> [DOCUMENT TEXT]:
---*---

From: "\"Zhou, Wenjian/周文剑\"" <zhouwj-fnst@cn.fujitsu.com>
To: Minoru Usui <min-usui@ti.jp.nec.com>,
"kexec@lists.infradead.org" <kexec@lists.infradead.org>
Subject: Re: [PATCH v1] Improve the performance of --num-threads -d 31
Date: Mon, 15 Feb 2016 13:36:56 +0800 [thread overview]
Message-ID: <56C163F8.3070809@cn.fujitsu.com> (raw)
In-Reply-To: <56C134C1.7050005@cn.fujitsu.com>
On 02/15/2016 10:15 AM, "Zhou, Wenjian/周文剑" wrote:
> Hello Usui,
>
> Thanks very much for your comments.
> And sorry for the late reply.
>
> See below.
>
> On 02/08/2016 01:00 PM, Minoru Usui wrote:
>> Hello,
>>
>>> -----Original Message-----
>>> From: kexec [mailto:kexec-bounces@lists.infradead.org] On Behalf Of Minoru Usui
>>> Sent: Thursday, February 04, 2016 8:52 AM
>>> To: Zhou Wenjian <zhouwj-fnst@cn.fujitsu.com>; kexec@lists.infradead.org
>>> Subject: Re: [PATCH v1] Improve the performance of --num-threads -d 31
>>>
>>> Hi, Zhou
>>>
>>> I have some comments.
>>> I'm sorry if I have misunderstood your code.
>>>
>>>> -----Original Message-----
>>>> From: kexec [mailto:kexec-bounces@lists.infradead.org] On Behalf Of Zhou Wenjian
>>>> Sent: Monday, February 01, 2016 3:22 PM
>>>> To: kexec@lists.infradead.org
>>>> Subject: [PATCH v1] Improve the performance of --num-threads -d 31
>>>>
>>>> v1:
>>>> 1. change page_flag.ready's value to enum
>>>> 2. change the patch description
>>>> 3. cleanup some codes
>>>> 4. fix a bug in cyclic mode
>>>>
>>>> multi-threads implementation will introduce extra cost when handling
>>>> each page. The origin implementation will also do the extra work for
>>>> filtered pages. So there is a big performance degradation in
>>>> --num-threads -d 31.
>>>> The new implementation won't do the extra work for filtered pages any
>>>> more. So the performance of -d 31 is close to that of serial processing.
>>>>
>>>> The new implementation is just like the following:
>>>> * The basic idea is producer producing page and consumer writing page.
>>>> * Each producer have a page_flag_buf list which is used for storing
>>>> page's description.
>>>> * The size of page_flag_buf is little so it won't take too much memory.

---*---

Please answer these questions about the patch thread, one per line:
1. On what date and at what time was the original patch sent?
2. What is the fourth change listed under v1?
3. What is the basic idea of the new implementation?
The data after this point is separate material and is not part of the patch thread.

> [INFORMATION SUPPLIED]:
---*---

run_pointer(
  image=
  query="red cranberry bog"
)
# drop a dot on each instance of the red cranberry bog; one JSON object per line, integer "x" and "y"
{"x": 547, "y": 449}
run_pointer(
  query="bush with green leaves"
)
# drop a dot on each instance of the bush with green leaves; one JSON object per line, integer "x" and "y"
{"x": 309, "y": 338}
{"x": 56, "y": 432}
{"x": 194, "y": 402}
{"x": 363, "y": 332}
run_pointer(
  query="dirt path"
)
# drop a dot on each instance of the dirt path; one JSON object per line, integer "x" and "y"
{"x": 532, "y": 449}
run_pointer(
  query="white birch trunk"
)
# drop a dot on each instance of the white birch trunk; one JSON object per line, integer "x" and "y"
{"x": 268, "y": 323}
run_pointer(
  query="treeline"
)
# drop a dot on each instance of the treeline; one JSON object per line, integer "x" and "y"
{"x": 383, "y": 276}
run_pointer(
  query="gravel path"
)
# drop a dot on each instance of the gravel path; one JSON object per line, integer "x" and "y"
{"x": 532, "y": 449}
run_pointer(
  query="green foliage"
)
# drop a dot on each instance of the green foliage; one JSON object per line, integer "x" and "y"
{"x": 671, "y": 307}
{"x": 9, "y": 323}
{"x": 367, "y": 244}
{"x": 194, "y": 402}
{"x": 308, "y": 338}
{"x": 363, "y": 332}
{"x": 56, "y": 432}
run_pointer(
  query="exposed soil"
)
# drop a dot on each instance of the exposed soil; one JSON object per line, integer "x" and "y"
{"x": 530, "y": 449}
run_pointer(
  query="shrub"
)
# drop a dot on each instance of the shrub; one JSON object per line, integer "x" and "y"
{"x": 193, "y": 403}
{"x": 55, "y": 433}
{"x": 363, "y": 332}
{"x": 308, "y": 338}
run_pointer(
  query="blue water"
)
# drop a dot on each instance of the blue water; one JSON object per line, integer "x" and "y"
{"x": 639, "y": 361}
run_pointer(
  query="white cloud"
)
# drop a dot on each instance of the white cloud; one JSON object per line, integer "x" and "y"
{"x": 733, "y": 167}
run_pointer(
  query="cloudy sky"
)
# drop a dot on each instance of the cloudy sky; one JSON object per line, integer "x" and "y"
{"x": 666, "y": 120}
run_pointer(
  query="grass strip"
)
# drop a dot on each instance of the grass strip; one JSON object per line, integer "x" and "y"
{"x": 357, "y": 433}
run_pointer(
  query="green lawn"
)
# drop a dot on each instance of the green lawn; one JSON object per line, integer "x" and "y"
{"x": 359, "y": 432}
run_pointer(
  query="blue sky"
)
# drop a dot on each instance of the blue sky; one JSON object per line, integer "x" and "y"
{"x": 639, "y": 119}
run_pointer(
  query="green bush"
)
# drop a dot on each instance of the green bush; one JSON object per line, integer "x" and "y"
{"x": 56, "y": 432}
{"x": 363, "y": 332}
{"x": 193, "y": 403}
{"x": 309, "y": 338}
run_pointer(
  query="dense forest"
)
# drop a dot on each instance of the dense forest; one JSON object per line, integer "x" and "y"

---*---

> [PROBLEM SOLUTION]:
1. Monday, February 01, 2016, 3:22 PM
2. Fix a bug in cyclic mode
3. A producer produces pages and a consumer writes them.